Work to complete ::
Would you restate all the entries exactly, leaving nothing out?

Information given ::
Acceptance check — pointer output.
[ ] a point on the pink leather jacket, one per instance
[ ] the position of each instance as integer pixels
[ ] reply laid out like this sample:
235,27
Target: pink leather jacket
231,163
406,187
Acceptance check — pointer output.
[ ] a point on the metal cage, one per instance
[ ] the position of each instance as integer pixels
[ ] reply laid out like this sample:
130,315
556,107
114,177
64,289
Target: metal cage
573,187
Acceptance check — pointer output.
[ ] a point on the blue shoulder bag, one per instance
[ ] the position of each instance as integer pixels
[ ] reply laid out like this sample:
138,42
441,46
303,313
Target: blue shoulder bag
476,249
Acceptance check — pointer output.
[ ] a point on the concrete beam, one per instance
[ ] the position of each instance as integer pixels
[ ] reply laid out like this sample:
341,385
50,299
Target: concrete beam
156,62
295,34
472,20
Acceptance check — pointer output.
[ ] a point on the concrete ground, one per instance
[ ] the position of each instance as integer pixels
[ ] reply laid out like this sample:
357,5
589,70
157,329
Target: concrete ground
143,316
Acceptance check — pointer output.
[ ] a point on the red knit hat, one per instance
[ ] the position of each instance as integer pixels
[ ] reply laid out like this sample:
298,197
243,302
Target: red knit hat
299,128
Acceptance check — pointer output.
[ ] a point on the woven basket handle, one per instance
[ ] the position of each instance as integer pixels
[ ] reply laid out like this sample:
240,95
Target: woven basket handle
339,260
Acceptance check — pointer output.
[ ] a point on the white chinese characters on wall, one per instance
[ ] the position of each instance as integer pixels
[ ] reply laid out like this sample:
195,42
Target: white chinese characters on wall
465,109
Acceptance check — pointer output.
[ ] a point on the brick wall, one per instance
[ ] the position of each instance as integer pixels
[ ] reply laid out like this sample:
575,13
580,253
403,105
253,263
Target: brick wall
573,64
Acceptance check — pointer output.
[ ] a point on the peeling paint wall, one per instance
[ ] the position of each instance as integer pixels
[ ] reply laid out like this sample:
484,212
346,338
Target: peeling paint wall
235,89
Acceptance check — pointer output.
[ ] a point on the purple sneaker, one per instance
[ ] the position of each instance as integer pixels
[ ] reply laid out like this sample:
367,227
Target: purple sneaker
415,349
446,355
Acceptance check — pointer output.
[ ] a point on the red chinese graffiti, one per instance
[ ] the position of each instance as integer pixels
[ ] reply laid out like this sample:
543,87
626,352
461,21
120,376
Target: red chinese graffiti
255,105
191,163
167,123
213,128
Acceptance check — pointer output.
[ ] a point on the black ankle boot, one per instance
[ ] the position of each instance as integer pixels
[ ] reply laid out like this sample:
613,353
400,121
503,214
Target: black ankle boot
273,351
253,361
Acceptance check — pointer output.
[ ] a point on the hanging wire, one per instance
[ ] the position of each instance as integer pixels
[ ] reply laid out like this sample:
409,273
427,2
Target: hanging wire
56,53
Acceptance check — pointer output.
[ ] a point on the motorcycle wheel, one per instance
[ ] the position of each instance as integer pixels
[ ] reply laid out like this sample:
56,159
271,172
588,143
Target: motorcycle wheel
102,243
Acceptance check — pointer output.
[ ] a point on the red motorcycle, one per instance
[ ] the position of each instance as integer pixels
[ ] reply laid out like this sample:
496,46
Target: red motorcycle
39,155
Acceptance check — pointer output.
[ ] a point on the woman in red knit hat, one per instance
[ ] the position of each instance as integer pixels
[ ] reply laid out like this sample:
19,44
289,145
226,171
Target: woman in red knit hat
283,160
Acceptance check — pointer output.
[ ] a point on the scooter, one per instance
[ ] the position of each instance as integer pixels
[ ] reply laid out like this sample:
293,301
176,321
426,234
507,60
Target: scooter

Answer to this task ::
Acceptance check — pointer output.
[ ] a point on the pink leather jacket, one per instance
[ ] the position of each instance as integer pixels
[ ] reply laid out like this sample:
235,27
Target: pink leather jacket
231,163
406,187
Acceptance check — pointer output.
[ ] a point on the metal cage, one per instance
[ ] the position of each instance as integer pixels
[ ] reply laid out like this sample:
130,315
556,107
114,177
64,289
Target: metal cage
573,187
Acceptance check — pointer output.
[ ] a point on the blue shoulder bag, one per instance
[ ] the position of each instance as integer pixels
[ ] reply laid out like this sample:
138,42
441,46
303,313
Target: blue shoulder bag
476,249
Acceptance check — pointer output.
[ ] a point on the concrete beam, one per instance
[ ] the position of each instance as integer pixels
[ ] reply laid out like this sample:
341,385
50,299
Target: concrete beam
156,62
295,34
472,20
Acceptance check — pointer output.
[ ] a point on the concrete ground, one per instance
[ ] the position of each instance as integer pixels
[ ] reply laid out like this sample:
357,5
589,70
157,329
Target: concrete ground
143,316
Acceptance check — pointer output.
[ ] a point on the red knit hat, one per instance
[ ] the position of each instance as integer pixels
[ ] reply laid out like this sample:
298,197
243,302
Target: red knit hat
299,128
Acceptance check — pointer output.
[ ] a point on the woven basket handle, one per instance
[ ] the position of each instance as integer pixels
[ ] reply laid out like this sample:
240,95
Target: woven basket handle
339,260
Acceptance check — pointer output.
[ ] a point on the white chinese characters on wall, one per instance
[ ] the position of each instance as integer pixels
[ ] reply laid out like this sample:
195,42
Target: white chinese characters on wall
465,109
Acceptance check — pointer output.
[ ] a point on the brick wall, one per instance
[ ] the position of each instance as integer pixels
[ ] reply laid out like this sample:
575,13
580,253
403,105
253,263
Target: brick wall
573,64
Acceptance check — pointer output.
[ ] a point on the peeling paint wall, one per instance
[ ] the position of each instance as integer pixels
[ ] reply laid out like this sample:
484,212
346,338
Target: peeling paint wall
235,89
Acceptance check — pointer output.
[ ] a point on the purple sneaker, one per instance
[ ] the position of each instance as integer pixels
[ ] reply laid out like this sample:
367,227
Target: purple sneaker
415,349
446,355
Acceptance check — pointer output.
[ ] a point on the red chinese graffiti, one per instance
[ ] the position of each instance as integer pixels
[ ] reply laid out like this sample:
543,87
626,352
461,21
120,376
Target: red chinese graffiti
255,105
191,163
167,123
213,128
Acceptance check — pointer output.
[ ] a point on the black ankle boot, one per instance
[ ] the position of each instance as integer pixels
[ ] reply laid out like this sample:
613,353
400,121
503,214
Target: black ankle boot
273,351
253,361
Acceptance check — pointer output.
[ ] a point on the hanging wire, one per instance
[ ] the position of each instance as integer pixels
[ ] reply laid out like this sample:
409,273
427,2
Target: hanging wire
56,53
Acceptance check — pointer output.
[ ] a point on the motorcycle wheel, one per instance
[ ] the position of each instance as integer pixels
[ ] reply laid out like this sample:
56,159
271,172
588,143
Target: motorcycle wheel
102,243
Acceptance check — pointer output.
[ ] a point on the red motorcycle, one per instance
[ ] the position of each instance as integer pixels
[ ] reply laid out like this sample:
496,46
Target: red motorcycle
39,155
Acceptance check — pointer output.
[ ] a point on the woman in red knit hat, one per instance
[ ] the position of each instance as integer pixels
[ ] reply laid out like this sample:
19,44
289,145
226,171
Target: woman in red knit hat
283,160
Acceptance check — pointer output.
[ ] a point on the scooter, one per instance
[ ] the position of each instance as integer pixels
[ ] reply laid out like this sample:
293,301
176,321
426,234
507,60
Target: scooter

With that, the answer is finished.